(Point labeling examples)
-----

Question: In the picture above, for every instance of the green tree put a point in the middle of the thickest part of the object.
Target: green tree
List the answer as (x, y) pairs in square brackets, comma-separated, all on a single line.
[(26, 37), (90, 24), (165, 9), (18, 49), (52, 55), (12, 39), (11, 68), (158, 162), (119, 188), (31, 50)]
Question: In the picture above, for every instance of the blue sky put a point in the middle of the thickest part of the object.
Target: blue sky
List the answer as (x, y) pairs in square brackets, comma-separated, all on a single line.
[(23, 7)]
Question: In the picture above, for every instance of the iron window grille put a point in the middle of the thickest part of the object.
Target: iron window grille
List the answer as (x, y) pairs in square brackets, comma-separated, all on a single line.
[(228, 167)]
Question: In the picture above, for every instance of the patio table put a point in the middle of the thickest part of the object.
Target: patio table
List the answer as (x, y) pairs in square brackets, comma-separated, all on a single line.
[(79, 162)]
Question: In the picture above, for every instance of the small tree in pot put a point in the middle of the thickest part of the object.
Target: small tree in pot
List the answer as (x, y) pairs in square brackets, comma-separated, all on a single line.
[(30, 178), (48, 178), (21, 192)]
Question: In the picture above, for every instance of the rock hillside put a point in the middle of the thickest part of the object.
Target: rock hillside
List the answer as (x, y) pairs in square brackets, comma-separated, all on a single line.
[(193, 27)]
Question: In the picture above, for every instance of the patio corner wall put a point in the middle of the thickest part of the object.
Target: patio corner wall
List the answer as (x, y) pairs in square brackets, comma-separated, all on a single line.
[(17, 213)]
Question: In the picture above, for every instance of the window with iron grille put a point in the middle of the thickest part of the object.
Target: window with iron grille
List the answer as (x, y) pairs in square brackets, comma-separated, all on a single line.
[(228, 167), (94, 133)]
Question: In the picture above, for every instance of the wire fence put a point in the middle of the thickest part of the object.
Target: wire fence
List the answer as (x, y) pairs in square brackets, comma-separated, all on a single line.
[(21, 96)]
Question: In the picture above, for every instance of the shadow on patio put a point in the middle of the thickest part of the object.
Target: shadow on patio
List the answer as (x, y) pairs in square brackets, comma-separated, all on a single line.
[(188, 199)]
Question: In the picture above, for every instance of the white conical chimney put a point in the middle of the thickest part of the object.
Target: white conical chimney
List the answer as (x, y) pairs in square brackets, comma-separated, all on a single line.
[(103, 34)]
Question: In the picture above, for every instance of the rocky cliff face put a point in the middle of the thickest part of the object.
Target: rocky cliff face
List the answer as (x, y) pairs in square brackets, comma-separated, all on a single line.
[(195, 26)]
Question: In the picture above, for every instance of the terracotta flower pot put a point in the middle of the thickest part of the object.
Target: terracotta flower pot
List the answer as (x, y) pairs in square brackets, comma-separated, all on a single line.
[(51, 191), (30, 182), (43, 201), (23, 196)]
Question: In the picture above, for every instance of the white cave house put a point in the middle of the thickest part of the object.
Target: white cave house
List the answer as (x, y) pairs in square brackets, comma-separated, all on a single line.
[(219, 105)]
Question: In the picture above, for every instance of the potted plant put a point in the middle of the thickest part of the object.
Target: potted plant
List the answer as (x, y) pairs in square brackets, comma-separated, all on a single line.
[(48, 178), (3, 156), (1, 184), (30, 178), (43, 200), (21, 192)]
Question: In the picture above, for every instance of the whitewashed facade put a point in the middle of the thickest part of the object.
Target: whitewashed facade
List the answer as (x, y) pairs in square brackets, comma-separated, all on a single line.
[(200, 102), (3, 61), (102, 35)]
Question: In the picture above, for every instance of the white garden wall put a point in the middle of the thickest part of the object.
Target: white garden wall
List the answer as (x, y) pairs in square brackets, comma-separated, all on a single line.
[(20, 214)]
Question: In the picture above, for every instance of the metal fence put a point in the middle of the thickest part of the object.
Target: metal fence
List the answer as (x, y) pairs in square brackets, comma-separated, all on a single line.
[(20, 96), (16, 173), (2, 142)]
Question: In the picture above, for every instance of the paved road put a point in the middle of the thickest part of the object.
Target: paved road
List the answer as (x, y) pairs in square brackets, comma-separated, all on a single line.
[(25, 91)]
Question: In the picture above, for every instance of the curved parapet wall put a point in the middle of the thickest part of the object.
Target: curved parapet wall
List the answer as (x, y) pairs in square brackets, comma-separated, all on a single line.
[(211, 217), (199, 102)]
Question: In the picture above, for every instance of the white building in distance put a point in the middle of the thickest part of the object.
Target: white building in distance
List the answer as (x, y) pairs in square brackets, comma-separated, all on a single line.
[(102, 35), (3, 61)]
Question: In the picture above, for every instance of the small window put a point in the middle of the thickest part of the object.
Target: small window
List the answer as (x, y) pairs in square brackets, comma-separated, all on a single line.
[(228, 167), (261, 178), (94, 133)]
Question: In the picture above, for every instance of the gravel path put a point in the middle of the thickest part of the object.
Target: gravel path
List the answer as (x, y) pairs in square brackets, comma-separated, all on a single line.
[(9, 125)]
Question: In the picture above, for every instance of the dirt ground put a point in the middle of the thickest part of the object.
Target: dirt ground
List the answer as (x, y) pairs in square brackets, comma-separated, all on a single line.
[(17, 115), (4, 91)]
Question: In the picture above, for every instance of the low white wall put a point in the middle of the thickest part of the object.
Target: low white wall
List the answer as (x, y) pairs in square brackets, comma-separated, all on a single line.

-----

◆ Exercise objective ◆
Render the rows from the line with "Question: In the picture above, for every instance of the window" up to and including the line with "[(228, 167), (94, 133)]" as a numbered list, skipping any blank lines.

◆ Solution to the exercise ◆
1. Question: In the picture above, for every instance of the window with iron grille put a point in the middle of the thickest part of the object.
2. Target: window with iron grille
3. List the answer as (x, y) pairs in square brackets, comma-separated, all on a single line.
4. [(228, 167), (94, 133)]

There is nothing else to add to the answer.